-- What to work on --
Rewrite the stretch from the line containing "of the white" through the line containing "[(286, 167)]" as a Markdown table with the columns Number and Line, one line per table row, skipping blank lines. Leave the pictures out.

##### Source data

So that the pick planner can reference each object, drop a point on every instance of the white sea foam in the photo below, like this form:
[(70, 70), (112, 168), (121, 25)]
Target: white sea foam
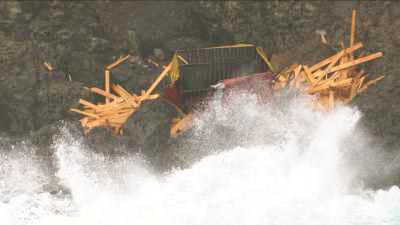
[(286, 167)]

##########
##### Source data

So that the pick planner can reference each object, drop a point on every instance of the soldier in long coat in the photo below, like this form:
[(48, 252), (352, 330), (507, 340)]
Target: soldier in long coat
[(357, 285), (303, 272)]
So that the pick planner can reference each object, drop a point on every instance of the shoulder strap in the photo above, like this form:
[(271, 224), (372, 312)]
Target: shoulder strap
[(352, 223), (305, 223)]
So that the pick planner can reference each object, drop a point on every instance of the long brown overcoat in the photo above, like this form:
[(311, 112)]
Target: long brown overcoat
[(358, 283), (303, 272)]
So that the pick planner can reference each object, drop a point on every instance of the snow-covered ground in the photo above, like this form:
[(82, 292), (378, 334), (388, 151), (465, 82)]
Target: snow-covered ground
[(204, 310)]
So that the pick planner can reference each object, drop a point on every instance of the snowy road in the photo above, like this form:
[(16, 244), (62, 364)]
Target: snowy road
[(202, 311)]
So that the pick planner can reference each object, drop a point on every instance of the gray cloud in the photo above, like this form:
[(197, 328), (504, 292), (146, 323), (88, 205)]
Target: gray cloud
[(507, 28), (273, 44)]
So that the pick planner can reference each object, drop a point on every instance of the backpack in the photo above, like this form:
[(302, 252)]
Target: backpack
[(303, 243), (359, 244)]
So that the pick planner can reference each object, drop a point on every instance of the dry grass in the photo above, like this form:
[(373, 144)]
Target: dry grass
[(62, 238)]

##########

-- Exercise solution --
| Number | Line |
|---|---|
| 1 | So that the pick planner can reference each object, drop a point on every instance of the white sea foam in the photo below, like this form: |
| 2 | [(70, 70), (112, 168), (121, 25)] |
| 3 | Target: white sea foam |
| 4 | [(286, 167)] |